[Sezione di testo]
===

Funzionari di alto livello a Wuhan chiedono che la gente dimostri di essere grata al Partito Comunista e al Paese. Trovo questo modo di pensare molto strano. Il nostro dovrebbe essere un governo popolare; esiste solo per servire il popolo”. “L’esecutivo – conclude – dovrebbe essere molto grato ai 9 milioni di cittadini di Wuhan che sono rimasti al chiuso e non si sono mai avventurati fuori… un governo sensibile e coscienzioso che comprende il desiderio di conforto della sua gente istituirebbe rapidamente un gruppo investigativo e inizierebbe immediatamente una ricostruzione dettagliata dell’epidemia dall’inizio alla fine. Per scoprire chi ha perso le possibilità di fermarla prima, chi ha deciso di nascondere la verità al pubblico, chi l’ha coperta per salvare la propria faccia, chi ha stabilito che la vita delle persone fosse secondaria rispetto alla correttezza politica”.

L’autrice del commento non lo nomina, ma è chiaro che pensa a Li Wenliang, 34 anni, l’oftalmologo dell’ospedale di Wuhan che l’8 dicembre aveva diagnosticato una “polmonite misteriosa”. Un caso seguito da altri simili che avevano in comune la frequentazione del mercato del pesce e della carne selvatica. Il dottore e altri suoi colleghi erano convinti che fosse riaffiorata la Sars, debellata ufficialmente nel 2003, e avevano segnalato il caso. A Pechino erano stati informati solo il 30 dicembre. Uno screenshot della denuncia di Wenliang era stato intercettato dalla censura alla fine del mese. Le autorità della città mandarono la polizia a “redarguire” gli autori dell’allerta. Il medico fu interrogato e la sua chat oscurata. Il primo dell’anno la polizia si vantò di aver neutralizzato otto “diffusori di voci”. Diverse settimane dopo la Corte suprema ha dato ragione agli “allarmisti” osservando però che la loro la diagnosi era sbagliata. Wenliang in febbraio è finito in rianimazione ed è morto.

Lezione appresa dai vertici locali del Partito comunista cinese? Non pare. Il “South China Morning Post”, il quotidiano di Hong Kong, ha pubblicato una notizia singolare. Nello Hubei i pazienti dimessi che hanno una ricaduta non verranno classificati come nuovi casi. Tu Yuanchao, vice direttore della Commissione sanitaria della provincia, ha detto che saranno tenuti in isolamento per due settimane negli ospedali, ma che non verranno aggiunti al computo dei infettati.

===

[Dati estratti]
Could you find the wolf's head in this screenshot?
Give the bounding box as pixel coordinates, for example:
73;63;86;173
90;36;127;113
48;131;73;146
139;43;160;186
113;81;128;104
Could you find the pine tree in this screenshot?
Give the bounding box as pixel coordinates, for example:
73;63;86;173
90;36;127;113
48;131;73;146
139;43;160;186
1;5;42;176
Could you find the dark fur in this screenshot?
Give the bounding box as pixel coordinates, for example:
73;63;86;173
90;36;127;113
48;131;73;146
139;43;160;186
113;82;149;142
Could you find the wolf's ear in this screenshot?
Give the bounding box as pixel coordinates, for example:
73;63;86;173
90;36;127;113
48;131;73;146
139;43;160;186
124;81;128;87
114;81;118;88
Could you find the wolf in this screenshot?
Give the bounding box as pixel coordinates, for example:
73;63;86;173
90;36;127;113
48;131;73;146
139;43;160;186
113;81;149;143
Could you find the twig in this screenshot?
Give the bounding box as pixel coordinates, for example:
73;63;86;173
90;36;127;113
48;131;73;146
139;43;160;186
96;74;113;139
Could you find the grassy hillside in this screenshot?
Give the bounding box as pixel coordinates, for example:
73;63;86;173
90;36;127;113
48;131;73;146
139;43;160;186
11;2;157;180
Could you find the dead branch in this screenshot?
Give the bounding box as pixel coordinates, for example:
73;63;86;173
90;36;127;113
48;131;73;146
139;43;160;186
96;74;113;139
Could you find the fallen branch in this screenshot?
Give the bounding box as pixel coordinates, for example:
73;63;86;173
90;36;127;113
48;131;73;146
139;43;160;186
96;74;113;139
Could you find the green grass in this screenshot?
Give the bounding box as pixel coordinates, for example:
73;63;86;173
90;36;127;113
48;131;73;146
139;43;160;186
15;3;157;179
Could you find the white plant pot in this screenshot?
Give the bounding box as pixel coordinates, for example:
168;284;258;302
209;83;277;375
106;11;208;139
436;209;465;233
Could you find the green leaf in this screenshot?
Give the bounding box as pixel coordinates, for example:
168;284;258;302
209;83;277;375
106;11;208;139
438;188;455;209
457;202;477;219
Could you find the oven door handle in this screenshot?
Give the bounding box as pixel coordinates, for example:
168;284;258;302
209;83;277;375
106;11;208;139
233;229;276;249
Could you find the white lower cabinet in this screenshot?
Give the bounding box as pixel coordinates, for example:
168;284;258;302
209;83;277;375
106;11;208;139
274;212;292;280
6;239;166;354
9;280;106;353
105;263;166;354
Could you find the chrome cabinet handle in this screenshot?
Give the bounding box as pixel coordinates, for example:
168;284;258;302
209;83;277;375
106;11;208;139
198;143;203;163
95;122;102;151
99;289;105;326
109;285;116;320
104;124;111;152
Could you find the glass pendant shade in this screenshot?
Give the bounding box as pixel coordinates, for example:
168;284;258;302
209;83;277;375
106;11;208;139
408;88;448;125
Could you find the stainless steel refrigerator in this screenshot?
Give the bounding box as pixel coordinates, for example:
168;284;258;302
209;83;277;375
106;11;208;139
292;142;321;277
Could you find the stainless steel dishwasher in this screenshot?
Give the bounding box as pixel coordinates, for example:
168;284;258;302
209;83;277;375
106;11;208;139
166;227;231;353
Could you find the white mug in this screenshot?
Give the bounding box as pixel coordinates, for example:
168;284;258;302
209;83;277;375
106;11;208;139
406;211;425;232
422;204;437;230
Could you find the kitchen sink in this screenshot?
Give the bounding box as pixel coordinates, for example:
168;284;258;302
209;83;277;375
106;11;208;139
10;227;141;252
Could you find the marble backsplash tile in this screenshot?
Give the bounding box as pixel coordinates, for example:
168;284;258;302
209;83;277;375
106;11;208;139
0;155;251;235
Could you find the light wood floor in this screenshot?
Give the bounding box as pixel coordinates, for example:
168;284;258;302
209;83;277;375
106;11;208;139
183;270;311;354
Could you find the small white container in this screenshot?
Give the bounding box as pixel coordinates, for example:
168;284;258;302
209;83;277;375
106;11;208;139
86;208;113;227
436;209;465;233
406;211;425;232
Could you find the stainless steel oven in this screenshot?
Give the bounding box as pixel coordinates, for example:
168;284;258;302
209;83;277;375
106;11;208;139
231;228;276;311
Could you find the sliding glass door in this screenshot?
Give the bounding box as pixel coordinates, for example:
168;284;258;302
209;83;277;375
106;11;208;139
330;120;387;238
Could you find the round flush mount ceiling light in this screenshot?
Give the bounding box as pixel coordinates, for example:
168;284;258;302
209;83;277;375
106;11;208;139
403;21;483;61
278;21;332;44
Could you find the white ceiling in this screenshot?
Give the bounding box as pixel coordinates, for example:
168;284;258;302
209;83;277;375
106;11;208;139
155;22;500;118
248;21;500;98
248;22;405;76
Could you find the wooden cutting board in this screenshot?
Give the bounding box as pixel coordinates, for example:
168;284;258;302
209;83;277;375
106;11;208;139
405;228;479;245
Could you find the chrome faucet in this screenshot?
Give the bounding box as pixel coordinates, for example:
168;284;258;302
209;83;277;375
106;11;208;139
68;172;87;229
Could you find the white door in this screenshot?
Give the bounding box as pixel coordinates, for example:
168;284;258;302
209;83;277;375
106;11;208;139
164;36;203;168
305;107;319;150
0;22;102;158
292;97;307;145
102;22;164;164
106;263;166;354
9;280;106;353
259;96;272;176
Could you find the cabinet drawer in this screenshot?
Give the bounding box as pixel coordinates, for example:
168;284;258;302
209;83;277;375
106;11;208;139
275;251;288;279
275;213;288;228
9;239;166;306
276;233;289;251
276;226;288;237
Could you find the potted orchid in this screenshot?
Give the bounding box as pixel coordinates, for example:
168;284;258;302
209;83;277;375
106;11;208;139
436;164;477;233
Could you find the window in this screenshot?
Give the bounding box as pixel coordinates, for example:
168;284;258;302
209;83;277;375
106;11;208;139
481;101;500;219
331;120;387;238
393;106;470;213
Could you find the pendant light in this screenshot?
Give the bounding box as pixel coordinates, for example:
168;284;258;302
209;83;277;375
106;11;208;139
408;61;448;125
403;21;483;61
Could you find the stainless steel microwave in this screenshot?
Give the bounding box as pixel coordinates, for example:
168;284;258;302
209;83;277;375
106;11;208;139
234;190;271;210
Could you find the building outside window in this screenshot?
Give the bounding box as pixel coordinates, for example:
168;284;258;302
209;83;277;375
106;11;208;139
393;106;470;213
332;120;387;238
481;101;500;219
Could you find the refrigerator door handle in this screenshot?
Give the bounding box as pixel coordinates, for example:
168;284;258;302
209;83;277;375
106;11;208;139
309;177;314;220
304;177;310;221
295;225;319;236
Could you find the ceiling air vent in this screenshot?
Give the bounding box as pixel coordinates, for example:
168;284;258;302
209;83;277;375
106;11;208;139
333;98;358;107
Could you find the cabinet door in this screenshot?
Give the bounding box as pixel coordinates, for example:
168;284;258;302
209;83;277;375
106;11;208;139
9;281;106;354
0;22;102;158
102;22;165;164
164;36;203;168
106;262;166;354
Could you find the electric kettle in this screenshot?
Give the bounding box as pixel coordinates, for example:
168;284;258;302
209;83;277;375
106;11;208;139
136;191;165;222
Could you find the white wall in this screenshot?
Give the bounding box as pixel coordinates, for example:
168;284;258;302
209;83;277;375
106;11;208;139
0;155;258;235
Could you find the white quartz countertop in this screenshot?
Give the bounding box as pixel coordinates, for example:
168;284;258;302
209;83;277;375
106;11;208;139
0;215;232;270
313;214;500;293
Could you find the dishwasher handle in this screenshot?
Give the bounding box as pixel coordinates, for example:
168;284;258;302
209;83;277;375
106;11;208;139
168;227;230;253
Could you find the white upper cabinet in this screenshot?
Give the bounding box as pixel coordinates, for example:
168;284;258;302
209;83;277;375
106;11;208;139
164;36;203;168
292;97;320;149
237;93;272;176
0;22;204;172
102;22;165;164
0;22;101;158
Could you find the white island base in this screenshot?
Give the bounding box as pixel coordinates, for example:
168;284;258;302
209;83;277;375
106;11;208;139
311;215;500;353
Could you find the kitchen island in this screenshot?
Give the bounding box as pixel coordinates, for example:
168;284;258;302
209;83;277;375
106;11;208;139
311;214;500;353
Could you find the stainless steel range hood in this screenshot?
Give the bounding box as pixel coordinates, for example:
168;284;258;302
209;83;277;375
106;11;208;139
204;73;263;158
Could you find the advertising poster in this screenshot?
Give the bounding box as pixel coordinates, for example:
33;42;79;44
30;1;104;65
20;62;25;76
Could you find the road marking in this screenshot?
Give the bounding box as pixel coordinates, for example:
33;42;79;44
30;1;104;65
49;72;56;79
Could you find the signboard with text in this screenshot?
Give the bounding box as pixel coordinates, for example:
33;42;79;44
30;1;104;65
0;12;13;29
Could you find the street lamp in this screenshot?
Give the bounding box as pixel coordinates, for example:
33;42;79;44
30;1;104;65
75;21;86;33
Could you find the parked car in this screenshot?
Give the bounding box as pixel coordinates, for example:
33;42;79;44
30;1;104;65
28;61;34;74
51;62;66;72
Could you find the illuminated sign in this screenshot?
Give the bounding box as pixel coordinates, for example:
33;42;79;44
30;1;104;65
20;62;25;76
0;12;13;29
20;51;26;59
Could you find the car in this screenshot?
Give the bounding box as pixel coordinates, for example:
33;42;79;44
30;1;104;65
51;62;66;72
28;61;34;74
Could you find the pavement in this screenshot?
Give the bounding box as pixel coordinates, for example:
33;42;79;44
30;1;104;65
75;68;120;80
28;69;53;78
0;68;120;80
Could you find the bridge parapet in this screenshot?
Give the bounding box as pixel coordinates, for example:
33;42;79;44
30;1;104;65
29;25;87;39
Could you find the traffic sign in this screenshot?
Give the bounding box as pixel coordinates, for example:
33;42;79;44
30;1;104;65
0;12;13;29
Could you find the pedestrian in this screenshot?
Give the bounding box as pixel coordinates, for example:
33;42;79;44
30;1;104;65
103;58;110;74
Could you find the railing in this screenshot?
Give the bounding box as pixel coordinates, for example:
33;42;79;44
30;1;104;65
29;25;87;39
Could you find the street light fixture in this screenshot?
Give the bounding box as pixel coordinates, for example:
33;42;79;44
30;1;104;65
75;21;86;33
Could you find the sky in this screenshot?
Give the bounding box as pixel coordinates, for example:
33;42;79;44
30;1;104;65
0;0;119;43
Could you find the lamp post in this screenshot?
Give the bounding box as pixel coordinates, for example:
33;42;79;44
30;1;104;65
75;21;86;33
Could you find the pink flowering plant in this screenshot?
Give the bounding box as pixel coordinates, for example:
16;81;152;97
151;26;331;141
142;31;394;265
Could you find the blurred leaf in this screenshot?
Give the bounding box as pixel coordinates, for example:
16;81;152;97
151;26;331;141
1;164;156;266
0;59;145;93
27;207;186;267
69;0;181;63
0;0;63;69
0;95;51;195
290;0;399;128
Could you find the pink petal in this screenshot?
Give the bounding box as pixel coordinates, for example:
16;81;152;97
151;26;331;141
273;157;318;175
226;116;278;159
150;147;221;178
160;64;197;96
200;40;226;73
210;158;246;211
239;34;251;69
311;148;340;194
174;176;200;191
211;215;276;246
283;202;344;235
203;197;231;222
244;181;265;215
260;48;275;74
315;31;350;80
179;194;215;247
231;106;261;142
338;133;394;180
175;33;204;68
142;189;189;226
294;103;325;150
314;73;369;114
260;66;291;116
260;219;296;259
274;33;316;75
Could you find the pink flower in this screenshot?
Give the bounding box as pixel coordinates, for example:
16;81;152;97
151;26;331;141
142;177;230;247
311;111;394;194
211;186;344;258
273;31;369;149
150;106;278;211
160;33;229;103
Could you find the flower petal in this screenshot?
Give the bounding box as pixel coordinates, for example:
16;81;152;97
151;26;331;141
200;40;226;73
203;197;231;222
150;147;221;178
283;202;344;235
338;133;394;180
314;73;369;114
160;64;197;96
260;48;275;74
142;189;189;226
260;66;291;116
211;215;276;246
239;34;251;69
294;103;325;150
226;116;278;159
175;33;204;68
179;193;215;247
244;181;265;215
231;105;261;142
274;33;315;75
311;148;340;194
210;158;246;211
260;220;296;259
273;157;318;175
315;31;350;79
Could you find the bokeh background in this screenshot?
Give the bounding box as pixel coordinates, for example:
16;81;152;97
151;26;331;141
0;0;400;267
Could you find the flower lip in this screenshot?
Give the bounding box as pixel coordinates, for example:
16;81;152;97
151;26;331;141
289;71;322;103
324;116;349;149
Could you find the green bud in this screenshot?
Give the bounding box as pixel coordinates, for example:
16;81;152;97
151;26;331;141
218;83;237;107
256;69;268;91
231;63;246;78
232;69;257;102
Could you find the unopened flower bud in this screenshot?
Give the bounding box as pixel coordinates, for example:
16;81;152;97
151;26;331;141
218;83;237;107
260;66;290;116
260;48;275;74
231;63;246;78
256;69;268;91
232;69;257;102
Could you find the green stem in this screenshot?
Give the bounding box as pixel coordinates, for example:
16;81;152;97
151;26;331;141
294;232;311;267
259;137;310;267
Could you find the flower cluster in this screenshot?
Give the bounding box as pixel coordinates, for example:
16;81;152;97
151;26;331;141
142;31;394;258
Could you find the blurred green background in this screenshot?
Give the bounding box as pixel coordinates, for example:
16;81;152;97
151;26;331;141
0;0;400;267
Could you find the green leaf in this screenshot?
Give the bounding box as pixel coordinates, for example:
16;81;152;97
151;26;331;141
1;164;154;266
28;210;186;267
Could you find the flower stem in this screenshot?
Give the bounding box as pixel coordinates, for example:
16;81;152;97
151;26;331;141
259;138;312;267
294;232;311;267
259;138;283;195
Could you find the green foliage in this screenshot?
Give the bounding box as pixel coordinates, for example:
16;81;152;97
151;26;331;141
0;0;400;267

===

[Compito A] Riproduca fedelmente il passo del brano sull'epidemia di Wuhan che comincia con le parole "Lezione appresa dai" e si chiude dopo "computo dei infettati.".
[Compito B] Traduca in inglese questa frase del brano sull'epidemia di Wuhan: «Uno screenshot della denuncia di Wenliang era stato intercettato dalla censura alla fine del mese.»

[Soluzione del compito A]
Lezione appresa dai vertici locali del Partito comunista cinese? Non pare. Il “South China Morning Post”, il quotidiano di Hong Kong, ha pubblicato una notizia singolare. Nello Hubei i pazienti dimessi che hanno una ricaduta non verranno classificati come nuovi casi. Tu Yuanchao, vice direttore della Commissione sanitaria della provincia, ha detto che saranno tenuti in isolamento per due settimane negli ospedali, ma che non verranno aggiunti al computo dei infettati.

[Soluzione del compito B] A screenshot of Wenliang's report had been intercepted by the censors at the end of the month.